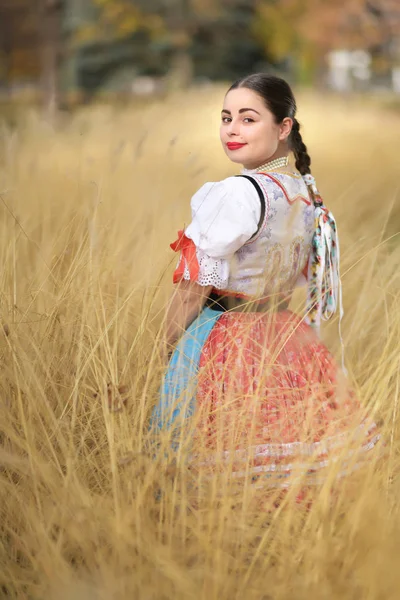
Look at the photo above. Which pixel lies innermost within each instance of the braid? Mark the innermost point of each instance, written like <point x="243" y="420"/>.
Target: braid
<point x="303" y="160"/>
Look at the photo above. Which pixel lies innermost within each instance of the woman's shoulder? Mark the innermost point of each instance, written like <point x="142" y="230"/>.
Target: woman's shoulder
<point x="235" y="189"/>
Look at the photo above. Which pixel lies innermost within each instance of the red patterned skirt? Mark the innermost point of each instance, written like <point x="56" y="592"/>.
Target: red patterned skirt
<point x="273" y="405"/>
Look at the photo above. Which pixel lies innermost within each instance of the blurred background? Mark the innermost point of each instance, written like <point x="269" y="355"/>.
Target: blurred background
<point x="66" y="52"/>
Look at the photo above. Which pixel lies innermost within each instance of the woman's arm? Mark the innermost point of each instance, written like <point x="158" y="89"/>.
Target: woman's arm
<point x="186" y="303"/>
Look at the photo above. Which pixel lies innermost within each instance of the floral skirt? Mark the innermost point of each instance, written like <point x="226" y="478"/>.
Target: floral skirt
<point x="258" y="395"/>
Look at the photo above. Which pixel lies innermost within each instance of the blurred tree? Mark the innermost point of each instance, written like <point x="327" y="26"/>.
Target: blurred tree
<point x="178" y="29"/>
<point x="308" y="29"/>
<point x="50" y="19"/>
<point x="30" y="45"/>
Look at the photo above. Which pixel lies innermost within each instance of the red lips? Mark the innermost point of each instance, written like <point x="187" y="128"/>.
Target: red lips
<point x="234" y="145"/>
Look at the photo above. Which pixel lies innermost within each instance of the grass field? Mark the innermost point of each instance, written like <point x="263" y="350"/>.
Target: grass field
<point x="86" y="216"/>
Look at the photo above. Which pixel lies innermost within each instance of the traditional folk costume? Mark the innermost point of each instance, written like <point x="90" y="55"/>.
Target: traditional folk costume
<point x="263" y="393"/>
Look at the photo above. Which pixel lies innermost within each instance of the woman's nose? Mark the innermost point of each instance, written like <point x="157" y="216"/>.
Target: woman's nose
<point x="233" y="128"/>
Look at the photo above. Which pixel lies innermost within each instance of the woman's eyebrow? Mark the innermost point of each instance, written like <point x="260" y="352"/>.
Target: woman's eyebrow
<point x="228" y="112"/>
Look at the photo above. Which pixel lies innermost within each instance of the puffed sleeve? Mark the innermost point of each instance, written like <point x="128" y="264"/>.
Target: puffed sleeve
<point x="225" y="215"/>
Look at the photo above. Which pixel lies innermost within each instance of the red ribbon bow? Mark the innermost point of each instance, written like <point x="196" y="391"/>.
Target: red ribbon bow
<point x="188" y="256"/>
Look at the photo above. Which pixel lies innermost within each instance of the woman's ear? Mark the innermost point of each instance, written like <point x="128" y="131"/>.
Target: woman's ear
<point x="285" y="128"/>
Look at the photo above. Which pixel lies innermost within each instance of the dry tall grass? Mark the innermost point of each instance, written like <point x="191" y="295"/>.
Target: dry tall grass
<point x="87" y="213"/>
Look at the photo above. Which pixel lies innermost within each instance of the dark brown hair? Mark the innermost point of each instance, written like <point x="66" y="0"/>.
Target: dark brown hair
<point x="279" y="99"/>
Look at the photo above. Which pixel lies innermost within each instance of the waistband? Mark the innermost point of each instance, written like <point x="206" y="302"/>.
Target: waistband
<point x="235" y="304"/>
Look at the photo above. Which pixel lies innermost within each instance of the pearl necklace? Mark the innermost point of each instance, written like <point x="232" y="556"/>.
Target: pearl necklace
<point x="277" y="163"/>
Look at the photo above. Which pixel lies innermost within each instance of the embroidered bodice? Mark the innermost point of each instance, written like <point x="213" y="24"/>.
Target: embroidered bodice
<point x="232" y="255"/>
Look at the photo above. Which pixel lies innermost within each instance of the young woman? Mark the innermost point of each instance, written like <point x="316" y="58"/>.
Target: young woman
<point x="250" y="381"/>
---
* _Task statement_
Copy the material verbatim. The pictures are not part of the copy.

* _Result for this exercise_
Look at the photo above. Which pixel lies innermost within each instance of the braid? Mark the innermost point of each instance, written like <point x="243" y="420"/>.
Target: braid
<point x="303" y="160"/>
Look at the photo above. Which pixel lies innermost within each instance of the woman's shoulder? Mark the innermost point of each instance, written like <point x="142" y="230"/>.
Target: woman's shoulder
<point x="235" y="189"/>
Look at the photo above. Which pixel lies innermost within each instance of the red patterned skirt? Mark the innermost point of each instance, written like <point x="56" y="592"/>.
Target: red patterned skirt
<point x="273" y="405"/>
Look at the photo above. Which pixel lies innermost within each instance of the blurred background? Mark the innermost point of each instance, written like <point x="269" y="355"/>.
Target: blurred background
<point x="66" y="52"/>
Look at the photo above. Which pixel lies innermost within each instance of the woman's arm? Mark the innermost point of each instance, written like <point x="158" y="89"/>.
Target: woman's arm
<point x="186" y="303"/>
Look at the photo above. Which pixel lies innermost within each instance of the floral skirt? Mark the innermost point of each instance, written like <point x="226" y="478"/>.
Target: floral skirt
<point x="258" y="395"/>
Look at the photo above. Which pixel lies innermost within each instance of the blurred tree? Mark the innermost point of each instance, written like <point x="327" y="26"/>.
Target: blurred tree
<point x="178" y="29"/>
<point x="308" y="29"/>
<point x="50" y="19"/>
<point x="30" y="45"/>
Look at the photo above. Which pixel lies innermost within each instance of the red lips? Mark the innermost point of each instance, written like <point x="187" y="128"/>.
Target: red lips
<point x="234" y="145"/>
Look at the photo above. Which pixel lies innermost within each instance of the grass field? Mark the innermost point of each instance, written like <point x="263" y="350"/>.
Target: grass field
<point x="86" y="216"/>
Look at the photo above. Which pixel lies innermost within each instance of the traditional folk costume? Mark the innermost point of each instance, written like <point x="90" y="55"/>.
Target: traditional folk costume
<point x="263" y="393"/>
Look at the photo above. Which pixel lies innermost within each instance of the woman's nose? Mark the innermost point of each instance, written like <point x="157" y="216"/>.
Target: woman's nose
<point x="233" y="128"/>
Look at the photo above. Which pixel lies innermost within each instance of the woman's eyebrow? Mark the innermost point of each instance, written like <point x="260" y="352"/>.
Target: woman's eyebrow
<point x="228" y="112"/>
Look at the photo above. Which pixel lies innermost within each instance of the puffed sleeve? Mark the innermost point of each instance, written like <point x="128" y="264"/>.
Target: puffed sleeve
<point x="225" y="215"/>
Look at the photo above. Which pixel lies innermost within each instance of the red ribbon bow? Mark the innermost point of each instance, written like <point x="196" y="391"/>.
Target: red ribbon bow
<point x="188" y="256"/>
Look at the photo above. Which pixel lies innermost within each instance of the woman's ear? Mark the innermost point of each instance, written like <point x="128" y="131"/>.
Target: woman's ear
<point x="285" y="128"/>
Look at the photo above. Which pixel lies innermost within each instance of the dry tall grass? Mark the innermost point of each instance, written like <point x="191" y="295"/>.
Target: dry tall grass
<point x="87" y="213"/>
Look at the photo above. Which pixel lies innermost within each instance of the dark brown hair? Mark the innermost point of each instance, written like <point x="66" y="0"/>.
Target: dark brown hair
<point x="279" y="99"/>
Look at the photo above. Which pixel lies innermost within each instance of the waistband? Mark the innermost point of each instance, written like <point x="206" y="302"/>.
Target: waistband
<point x="235" y="304"/>
Look at the photo above. Which pixel lies innermost within each instance of the pearl necklace? Mark the innermost point of each instance, written like <point x="232" y="556"/>.
Target: pearl necklace
<point x="277" y="163"/>
Look at the photo above. Which pixel lies innermost within each instance of the embroidered bodice? Mark the innermost point of each instance, written like <point x="213" y="24"/>.
Target: embroidered bodice
<point x="232" y="255"/>
Look at the photo above. Which pixel lies innermost within each instance of the young woman? Mark the innermost point of each instance, written like <point x="316" y="58"/>.
Target: young woman
<point x="250" y="381"/>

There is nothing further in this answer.